== EXERCISE ==
Restate each of the lines given below, word for word.

┄┄┄┄┄┄┄┄┄┄┄┄┄┄┄┄┄┄┄┄

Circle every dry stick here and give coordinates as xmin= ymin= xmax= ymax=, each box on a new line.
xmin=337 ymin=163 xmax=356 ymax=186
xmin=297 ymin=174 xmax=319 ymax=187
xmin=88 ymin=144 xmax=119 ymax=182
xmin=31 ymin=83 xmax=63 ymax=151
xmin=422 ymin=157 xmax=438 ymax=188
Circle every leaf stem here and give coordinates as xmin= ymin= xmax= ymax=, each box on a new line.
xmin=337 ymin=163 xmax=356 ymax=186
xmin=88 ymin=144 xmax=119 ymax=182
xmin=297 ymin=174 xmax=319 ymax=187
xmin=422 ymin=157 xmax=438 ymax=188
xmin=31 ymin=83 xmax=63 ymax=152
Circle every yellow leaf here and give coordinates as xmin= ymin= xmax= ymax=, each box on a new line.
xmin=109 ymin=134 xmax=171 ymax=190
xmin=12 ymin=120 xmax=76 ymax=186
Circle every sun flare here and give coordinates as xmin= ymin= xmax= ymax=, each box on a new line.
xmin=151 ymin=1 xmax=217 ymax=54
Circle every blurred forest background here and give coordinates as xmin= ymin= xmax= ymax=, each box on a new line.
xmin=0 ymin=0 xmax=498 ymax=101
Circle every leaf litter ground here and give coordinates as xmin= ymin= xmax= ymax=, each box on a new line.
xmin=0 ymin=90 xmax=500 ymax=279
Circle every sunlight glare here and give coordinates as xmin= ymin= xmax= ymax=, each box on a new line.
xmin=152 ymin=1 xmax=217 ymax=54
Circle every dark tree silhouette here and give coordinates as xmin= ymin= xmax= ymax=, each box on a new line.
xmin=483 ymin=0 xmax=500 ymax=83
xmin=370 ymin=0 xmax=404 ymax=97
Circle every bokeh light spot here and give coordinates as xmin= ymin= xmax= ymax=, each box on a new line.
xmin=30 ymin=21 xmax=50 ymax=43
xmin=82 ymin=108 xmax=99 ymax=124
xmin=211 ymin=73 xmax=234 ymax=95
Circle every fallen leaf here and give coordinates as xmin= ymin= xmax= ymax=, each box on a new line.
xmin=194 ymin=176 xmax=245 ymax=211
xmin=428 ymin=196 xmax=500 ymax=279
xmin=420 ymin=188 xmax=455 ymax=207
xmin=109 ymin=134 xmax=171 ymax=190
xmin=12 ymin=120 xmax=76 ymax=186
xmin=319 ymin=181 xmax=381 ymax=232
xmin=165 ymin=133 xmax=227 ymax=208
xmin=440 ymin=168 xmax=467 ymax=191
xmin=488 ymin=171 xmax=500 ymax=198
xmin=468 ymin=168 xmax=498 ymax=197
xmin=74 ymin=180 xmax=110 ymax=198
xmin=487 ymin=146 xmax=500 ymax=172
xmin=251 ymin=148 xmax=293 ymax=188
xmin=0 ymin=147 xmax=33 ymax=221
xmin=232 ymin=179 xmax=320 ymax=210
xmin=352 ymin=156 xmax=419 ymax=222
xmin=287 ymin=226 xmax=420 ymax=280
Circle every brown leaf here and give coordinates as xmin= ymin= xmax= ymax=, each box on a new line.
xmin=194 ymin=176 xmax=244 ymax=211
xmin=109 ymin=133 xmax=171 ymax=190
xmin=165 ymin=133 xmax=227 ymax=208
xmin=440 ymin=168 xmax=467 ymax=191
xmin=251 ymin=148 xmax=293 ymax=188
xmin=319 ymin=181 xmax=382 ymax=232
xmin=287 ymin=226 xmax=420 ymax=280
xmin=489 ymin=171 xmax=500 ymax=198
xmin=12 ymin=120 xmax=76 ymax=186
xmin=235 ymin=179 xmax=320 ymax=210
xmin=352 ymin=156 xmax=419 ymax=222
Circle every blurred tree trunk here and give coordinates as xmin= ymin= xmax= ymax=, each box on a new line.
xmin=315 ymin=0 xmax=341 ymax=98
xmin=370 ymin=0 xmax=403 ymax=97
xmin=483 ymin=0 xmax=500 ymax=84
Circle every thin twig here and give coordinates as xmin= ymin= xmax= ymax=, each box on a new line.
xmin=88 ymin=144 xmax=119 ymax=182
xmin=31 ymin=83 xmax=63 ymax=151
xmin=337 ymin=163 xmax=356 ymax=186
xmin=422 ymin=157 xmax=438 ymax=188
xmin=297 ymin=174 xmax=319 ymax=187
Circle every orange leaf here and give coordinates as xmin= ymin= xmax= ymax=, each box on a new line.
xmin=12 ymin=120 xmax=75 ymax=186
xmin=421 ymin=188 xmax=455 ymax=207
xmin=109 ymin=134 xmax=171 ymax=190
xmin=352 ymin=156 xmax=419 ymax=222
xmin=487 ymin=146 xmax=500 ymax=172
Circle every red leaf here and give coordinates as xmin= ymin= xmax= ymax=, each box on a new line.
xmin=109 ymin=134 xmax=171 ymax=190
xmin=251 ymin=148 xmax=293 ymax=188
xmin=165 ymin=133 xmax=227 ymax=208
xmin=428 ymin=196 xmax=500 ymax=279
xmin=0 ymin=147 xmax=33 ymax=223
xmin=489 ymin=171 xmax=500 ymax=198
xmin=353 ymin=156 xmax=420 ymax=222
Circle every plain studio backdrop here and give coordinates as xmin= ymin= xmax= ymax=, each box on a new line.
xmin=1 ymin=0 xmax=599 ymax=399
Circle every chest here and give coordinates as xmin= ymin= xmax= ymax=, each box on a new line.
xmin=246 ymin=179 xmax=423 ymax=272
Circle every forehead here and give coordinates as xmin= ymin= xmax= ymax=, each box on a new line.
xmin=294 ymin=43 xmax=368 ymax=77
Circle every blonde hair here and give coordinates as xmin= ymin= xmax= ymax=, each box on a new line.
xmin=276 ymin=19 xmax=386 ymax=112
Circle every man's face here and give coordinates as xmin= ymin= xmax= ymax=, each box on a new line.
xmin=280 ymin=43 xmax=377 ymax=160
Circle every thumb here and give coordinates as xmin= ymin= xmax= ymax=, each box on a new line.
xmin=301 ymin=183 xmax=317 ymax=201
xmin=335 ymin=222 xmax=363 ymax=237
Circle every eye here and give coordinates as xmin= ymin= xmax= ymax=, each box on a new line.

┄┄┄┄┄┄┄┄┄┄┄┄┄┄┄┄┄┄┄┄

== ANSWER BOX ==
Circle every dry stick here and give coordinates as xmin= ymin= xmax= ymax=, each box on a new line.
xmin=337 ymin=163 xmax=356 ymax=186
xmin=297 ymin=174 xmax=319 ymax=187
xmin=88 ymin=144 xmax=119 ymax=182
xmin=31 ymin=83 xmax=63 ymax=151
xmin=422 ymin=157 xmax=438 ymax=188
Circle every leaf stem here and give coordinates as xmin= ymin= xmax= ymax=, each box on a new line.
xmin=337 ymin=163 xmax=356 ymax=186
xmin=88 ymin=144 xmax=119 ymax=182
xmin=297 ymin=174 xmax=319 ymax=187
xmin=422 ymin=157 xmax=438 ymax=188
xmin=31 ymin=83 xmax=63 ymax=152
Circle every yellow leaf here and give coordinates as xmin= ymin= xmax= ymax=, each box on a new line.
xmin=109 ymin=134 xmax=171 ymax=190
xmin=12 ymin=120 xmax=76 ymax=186
Circle every sun flare here and give coordinates as xmin= ymin= xmax= ymax=, each box on a new line.
xmin=151 ymin=1 xmax=217 ymax=54
Circle every blurred forest background here and give coordinates as xmin= ymin= xmax= ymax=, each box on a new line.
xmin=0 ymin=0 xmax=498 ymax=101
Circle every leaf litter ground here and give coordinates as xmin= ymin= xmax= ymax=, each box on a new line.
xmin=0 ymin=90 xmax=500 ymax=279
Circle every sunlight glare here and give coordinates as xmin= ymin= xmax= ymax=, each box on a new line.
xmin=152 ymin=1 xmax=217 ymax=54
Circle every dark tree silhouette here and give coordinates as xmin= ymin= xmax= ymax=, each box on a new line.
xmin=483 ymin=0 xmax=500 ymax=83
xmin=370 ymin=0 xmax=404 ymax=97
Circle every bokeh light spot here and give coordinates as xmin= ymin= xmax= ymax=, each box on a new line.
xmin=30 ymin=21 xmax=50 ymax=43
xmin=82 ymin=108 xmax=99 ymax=124
xmin=211 ymin=73 xmax=234 ymax=95
Circle every fallen leaf here and give coordinates as xmin= ymin= xmax= ymax=, each box on a new line.
xmin=194 ymin=176 xmax=245 ymax=211
xmin=428 ymin=196 xmax=500 ymax=279
xmin=420 ymin=188 xmax=455 ymax=207
xmin=109 ymin=134 xmax=171 ymax=190
xmin=12 ymin=120 xmax=76 ymax=186
xmin=319 ymin=181 xmax=381 ymax=232
xmin=165 ymin=133 xmax=227 ymax=208
xmin=440 ymin=168 xmax=467 ymax=191
xmin=488 ymin=171 xmax=500 ymax=198
xmin=468 ymin=168 xmax=498 ymax=197
xmin=74 ymin=180 xmax=110 ymax=198
xmin=487 ymin=146 xmax=500 ymax=172
xmin=251 ymin=148 xmax=293 ymax=188
xmin=0 ymin=147 xmax=33 ymax=221
xmin=232 ymin=179 xmax=320 ymax=210
xmin=352 ymin=156 xmax=419 ymax=222
xmin=287 ymin=226 xmax=420 ymax=280
Circle every brown leaf here and give coordinates as xmin= ymin= xmax= ymax=, each box on a new line.
xmin=194 ymin=176 xmax=244 ymax=211
xmin=109 ymin=133 xmax=171 ymax=190
xmin=165 ymin=133 xmax=227 ymax=208
xmin=440 ymin=168 xmax=467 ymax=191
xmin=251 ymin=148 xmax=293 ymax=188
xmin=319 ymin=181 xmax=382 ymax=232
xmin=287 ymin=226 xmax=420 ymax=280
xmin=489 ymin=171 xmax=500 ymax=198
xmin=12 ymin=120 xmax=76 ymax=186
xmin=235 ymin=179 xmax=320 ymax=210
xmin=352 ymin=156 xmax=419 ymax=222
Circle every blurred tree trunk here and give coordinates as xmin= ymin= xmax= ymax=, each box on a new line.
xmin=315 ymin=0 xmax=341 ymax=98
xmin=370 ymin=0 xmax=403 ymax=97
xmin=483 ymin=0 xmax=500 ymax=84
Circle every thin twig here and give coordinates as xmin= ymin= xmax= ymax=, each box on a new line.
xmin=88 ymin=144 xmax=119 ymax=182
xmin=31 ymin=83 xmax=63 ymax=151
xmin=337 ymin=163 xmax=356 ymax=186
xmin=422 ymin=157 xmax=438 ymax=188
xmin=297 ymin=174 xmax=319 ymax=187
Circle every orange leaf here and give coordinates as xmin= ymin= xmax= ymax=, each box on a new line.
xmin=12 ymin=120 xmax=75 ymax=186
xmin=421 ymin=188 xmax=455 ymax=207
xmin=109 ymin=134 xmax=171 ymax=190
xmin=352 ymin=156 xmax=419 ymax=222
xmin=487 ymin=146 xmax=500 ymax=172
Circle every red leaf here and give coordinates as xmin= ymin= xmax= ymax=, each box on a new line.
xmin=109 ymin=134 xmax=171 ymax=190
xmin=251 ymin=148 xmax=293 ymax=188
xmin=165 ymin=133 xmax=227 ymax=208
xmin=428 ymin=196 xmax=500 ymax=279
xmin=0 ymin=147 xmax=33 ymax=223
xmin=489 ymin=171 xmax=500 ymax=198
xmin=353 ymin=156 xmax=420 ymax=222
Circle every plain studio backdrop here and give coordinates as xmin= ymin= xmax= ymax=, each box on a new line.
xmin=1 ymin=0 xmax=599 ymax=399
Circle every chest here and give coordinates as xmin= ymin= xmax= ymax=, each box on a new line.
xmin=246 ymin=179 xmax=423 ymax=272
Circle every forehead here and give coordinates as xmin= ymin= xmax= ymax=, each box on a new line.
xmin=294 ymin=43 xmax=368 ymax=77
Circle every blonde hair here and give coordinates as xmin= ymin= xmax= ymax=, each box on a new line.
xmin=276 ymin=19 xmax=386 ymax=112
Circle every man's face here and give coordinates as xmin= ymin= xmax= ymax=, each box on a new line.
xmin=280 ymin=43 xmax=377 ymax=160
Circle every thumb here and give coordinates as xmin= ymin= xmax= ymax=, each box on a new line.
xmin=301 ymin=183 xmax=317 ymax=201
xmin=335 ymin=222 xmax=363 ymax=237
Circle every eye here and give coordinates as xmin= ymin= xmax= ymax=, each box on a new line.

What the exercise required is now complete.